TASK ITEM: Search the lines of the records for the word "dark", and copy every line that has it.

· · ·

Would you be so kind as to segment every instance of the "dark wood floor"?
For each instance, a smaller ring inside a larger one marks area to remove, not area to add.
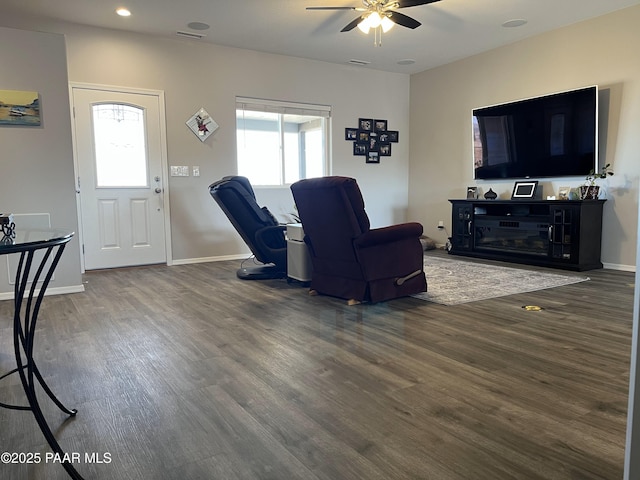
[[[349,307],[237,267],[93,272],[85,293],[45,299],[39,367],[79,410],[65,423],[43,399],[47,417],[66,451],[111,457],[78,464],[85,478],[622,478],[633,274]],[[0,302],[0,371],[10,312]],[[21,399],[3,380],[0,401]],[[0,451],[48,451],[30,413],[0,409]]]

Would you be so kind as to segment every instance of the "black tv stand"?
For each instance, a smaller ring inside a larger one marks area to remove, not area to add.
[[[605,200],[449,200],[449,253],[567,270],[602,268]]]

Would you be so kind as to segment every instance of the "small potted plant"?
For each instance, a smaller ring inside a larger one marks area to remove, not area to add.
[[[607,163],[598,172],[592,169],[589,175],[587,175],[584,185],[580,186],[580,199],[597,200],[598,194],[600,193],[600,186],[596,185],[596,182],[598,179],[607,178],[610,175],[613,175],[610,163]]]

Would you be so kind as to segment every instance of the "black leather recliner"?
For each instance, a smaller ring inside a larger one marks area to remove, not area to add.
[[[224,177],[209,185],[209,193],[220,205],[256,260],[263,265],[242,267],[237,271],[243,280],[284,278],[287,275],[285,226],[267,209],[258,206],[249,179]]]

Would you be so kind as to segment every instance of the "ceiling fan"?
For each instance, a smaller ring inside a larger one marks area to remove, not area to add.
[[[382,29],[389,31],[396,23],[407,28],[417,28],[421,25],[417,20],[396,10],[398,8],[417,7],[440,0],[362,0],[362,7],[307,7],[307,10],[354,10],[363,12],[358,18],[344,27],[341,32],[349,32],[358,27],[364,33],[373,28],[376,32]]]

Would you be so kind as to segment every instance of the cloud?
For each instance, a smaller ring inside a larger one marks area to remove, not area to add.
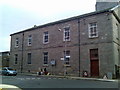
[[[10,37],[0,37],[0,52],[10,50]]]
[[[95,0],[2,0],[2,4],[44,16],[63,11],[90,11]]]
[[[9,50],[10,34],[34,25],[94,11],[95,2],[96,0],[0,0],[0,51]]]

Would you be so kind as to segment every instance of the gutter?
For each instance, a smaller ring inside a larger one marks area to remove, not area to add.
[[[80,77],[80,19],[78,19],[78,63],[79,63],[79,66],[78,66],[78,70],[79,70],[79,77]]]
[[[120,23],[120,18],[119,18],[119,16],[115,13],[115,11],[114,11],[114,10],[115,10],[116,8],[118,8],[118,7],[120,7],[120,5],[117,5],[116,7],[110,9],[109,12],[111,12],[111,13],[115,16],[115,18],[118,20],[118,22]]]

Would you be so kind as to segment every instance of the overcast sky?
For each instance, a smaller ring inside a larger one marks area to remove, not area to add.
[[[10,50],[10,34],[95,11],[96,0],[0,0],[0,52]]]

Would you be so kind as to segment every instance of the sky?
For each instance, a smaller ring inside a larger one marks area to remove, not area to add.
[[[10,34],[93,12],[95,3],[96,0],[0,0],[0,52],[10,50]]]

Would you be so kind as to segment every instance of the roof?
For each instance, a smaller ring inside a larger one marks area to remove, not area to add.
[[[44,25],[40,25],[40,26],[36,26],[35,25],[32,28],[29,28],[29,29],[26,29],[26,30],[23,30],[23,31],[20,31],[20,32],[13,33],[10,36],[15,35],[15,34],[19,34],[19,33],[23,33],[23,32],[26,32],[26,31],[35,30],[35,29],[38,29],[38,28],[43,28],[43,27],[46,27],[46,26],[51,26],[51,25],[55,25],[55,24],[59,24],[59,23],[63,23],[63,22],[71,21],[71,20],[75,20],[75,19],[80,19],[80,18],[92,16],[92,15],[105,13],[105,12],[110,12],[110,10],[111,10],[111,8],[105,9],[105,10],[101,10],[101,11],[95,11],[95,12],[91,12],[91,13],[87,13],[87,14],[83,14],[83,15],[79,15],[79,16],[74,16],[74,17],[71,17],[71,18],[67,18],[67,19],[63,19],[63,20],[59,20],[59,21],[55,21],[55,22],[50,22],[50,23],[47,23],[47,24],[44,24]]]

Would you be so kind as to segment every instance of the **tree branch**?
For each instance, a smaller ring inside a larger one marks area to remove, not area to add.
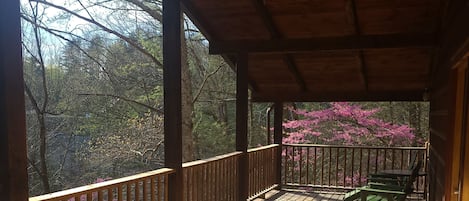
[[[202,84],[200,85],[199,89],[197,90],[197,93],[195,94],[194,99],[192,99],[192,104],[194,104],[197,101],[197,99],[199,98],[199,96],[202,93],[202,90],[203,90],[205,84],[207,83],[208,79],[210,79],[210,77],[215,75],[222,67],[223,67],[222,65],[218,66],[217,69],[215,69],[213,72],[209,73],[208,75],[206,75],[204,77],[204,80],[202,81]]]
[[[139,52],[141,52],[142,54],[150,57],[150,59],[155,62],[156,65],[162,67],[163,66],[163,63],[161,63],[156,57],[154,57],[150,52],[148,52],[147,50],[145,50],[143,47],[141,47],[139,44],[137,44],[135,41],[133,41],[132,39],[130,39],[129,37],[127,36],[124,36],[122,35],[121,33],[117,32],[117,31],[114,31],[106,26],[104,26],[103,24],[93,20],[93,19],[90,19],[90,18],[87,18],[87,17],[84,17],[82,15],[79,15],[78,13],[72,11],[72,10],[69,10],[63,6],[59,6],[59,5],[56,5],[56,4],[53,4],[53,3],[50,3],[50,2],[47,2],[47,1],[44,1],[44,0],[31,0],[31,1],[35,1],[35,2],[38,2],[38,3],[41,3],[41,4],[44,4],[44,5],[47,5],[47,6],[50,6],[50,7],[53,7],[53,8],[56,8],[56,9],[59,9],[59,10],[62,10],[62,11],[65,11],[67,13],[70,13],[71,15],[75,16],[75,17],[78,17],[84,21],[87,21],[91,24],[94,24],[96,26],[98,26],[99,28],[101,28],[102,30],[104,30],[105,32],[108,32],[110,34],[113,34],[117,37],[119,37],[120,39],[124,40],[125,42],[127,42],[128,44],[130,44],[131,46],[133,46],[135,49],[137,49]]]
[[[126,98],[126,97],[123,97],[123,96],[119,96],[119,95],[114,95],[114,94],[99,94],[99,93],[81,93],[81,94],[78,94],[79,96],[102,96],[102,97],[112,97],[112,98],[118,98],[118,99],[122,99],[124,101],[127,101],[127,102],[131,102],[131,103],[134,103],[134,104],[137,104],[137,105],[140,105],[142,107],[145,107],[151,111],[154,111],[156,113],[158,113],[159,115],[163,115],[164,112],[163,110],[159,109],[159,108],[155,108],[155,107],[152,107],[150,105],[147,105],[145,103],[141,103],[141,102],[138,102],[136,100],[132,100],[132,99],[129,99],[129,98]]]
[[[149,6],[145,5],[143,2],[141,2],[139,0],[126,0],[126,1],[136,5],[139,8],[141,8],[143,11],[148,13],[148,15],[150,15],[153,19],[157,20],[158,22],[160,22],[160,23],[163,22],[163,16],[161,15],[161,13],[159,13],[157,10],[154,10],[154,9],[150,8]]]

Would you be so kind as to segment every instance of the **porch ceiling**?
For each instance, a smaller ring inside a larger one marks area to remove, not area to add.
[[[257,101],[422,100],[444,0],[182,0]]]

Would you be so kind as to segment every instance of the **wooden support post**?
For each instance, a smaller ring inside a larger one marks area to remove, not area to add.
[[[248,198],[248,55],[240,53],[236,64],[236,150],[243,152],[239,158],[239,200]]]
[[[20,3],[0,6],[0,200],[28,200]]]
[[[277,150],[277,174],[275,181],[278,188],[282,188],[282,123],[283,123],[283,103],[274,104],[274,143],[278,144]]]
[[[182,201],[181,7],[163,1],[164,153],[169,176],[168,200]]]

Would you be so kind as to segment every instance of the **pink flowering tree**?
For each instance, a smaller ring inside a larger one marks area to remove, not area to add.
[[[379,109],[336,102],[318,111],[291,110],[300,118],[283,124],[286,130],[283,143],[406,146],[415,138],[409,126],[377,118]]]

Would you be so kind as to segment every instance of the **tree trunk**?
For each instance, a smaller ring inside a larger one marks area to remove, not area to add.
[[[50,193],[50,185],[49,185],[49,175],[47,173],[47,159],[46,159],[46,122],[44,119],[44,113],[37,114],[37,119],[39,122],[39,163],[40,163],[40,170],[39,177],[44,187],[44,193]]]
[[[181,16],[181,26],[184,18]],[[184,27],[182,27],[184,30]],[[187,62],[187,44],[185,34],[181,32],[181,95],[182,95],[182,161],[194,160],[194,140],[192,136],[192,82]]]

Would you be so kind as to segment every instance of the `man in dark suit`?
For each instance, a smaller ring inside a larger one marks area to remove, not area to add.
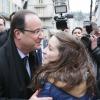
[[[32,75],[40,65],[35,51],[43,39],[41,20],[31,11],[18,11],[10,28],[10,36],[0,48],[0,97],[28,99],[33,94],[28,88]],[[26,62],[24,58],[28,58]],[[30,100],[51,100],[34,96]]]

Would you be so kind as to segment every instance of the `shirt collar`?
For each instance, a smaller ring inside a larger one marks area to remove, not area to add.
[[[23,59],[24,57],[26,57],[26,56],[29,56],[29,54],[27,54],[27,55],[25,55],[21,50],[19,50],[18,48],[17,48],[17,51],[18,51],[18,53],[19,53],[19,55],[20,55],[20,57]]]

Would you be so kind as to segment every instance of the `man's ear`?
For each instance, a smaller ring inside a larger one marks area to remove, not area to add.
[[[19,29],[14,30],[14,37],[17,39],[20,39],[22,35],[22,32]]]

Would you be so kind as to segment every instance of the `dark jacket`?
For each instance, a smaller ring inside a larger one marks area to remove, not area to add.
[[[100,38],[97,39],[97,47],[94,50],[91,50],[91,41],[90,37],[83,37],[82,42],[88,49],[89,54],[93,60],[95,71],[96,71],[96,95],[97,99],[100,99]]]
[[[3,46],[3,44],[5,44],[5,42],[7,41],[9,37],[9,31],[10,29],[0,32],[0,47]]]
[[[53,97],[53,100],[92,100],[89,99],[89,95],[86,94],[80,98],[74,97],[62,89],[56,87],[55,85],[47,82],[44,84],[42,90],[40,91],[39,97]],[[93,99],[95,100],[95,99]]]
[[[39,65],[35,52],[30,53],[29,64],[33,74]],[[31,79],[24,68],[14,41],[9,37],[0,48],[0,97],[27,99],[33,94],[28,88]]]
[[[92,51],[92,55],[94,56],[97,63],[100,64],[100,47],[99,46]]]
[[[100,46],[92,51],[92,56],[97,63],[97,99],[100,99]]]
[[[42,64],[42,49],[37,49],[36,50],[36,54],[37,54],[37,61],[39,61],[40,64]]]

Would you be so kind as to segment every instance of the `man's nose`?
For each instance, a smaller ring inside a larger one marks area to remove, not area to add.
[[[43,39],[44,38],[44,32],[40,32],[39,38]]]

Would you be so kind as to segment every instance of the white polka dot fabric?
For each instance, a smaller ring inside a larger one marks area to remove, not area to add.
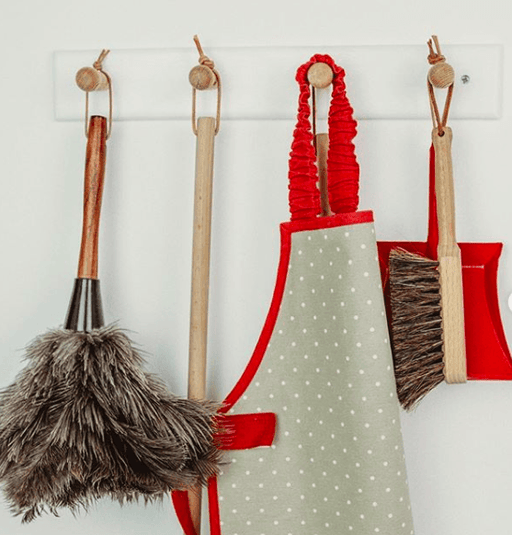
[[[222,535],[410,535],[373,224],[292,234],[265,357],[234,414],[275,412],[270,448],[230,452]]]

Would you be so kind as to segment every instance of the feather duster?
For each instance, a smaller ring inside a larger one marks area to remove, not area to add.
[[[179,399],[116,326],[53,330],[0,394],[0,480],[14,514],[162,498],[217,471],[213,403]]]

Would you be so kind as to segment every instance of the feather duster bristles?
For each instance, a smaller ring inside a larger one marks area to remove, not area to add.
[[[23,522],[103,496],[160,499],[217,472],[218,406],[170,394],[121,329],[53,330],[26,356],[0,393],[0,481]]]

· · ·

ANSWER BELOW:
Would you be so kind as to segment every instance of the "dark wood floor"?
Would you be so kind as to segment every instance of the `man in dark suit`?
Would you be so kind as to segment every instance of the `dark jacket`?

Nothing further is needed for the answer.